Give back exactly the lines spanning from the one containing "task: provide the segmentation of the child's" to the final line of the records below, and no others.

** Opening DATASET block **

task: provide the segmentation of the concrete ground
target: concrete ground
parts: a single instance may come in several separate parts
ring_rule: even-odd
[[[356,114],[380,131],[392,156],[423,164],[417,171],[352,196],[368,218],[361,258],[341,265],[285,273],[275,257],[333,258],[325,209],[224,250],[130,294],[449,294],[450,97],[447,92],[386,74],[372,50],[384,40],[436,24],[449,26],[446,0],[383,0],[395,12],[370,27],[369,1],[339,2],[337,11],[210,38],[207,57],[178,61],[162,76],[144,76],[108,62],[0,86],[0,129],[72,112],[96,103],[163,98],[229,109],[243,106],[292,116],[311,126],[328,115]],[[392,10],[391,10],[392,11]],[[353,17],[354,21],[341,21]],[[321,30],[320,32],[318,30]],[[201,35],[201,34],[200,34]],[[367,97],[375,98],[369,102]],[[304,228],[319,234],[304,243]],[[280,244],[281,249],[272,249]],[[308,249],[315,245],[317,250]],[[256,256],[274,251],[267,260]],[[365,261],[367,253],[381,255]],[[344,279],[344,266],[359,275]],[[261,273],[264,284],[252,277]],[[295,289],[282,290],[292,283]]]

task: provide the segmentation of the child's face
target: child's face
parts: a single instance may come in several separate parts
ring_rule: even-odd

** Closing DATASET block **

**RESULT FOR THIS EXERCISE**
task: provide the segmentation of the child's face
target: child's face
parts: a single instance may come in several separate parts
ring_rule: even-odd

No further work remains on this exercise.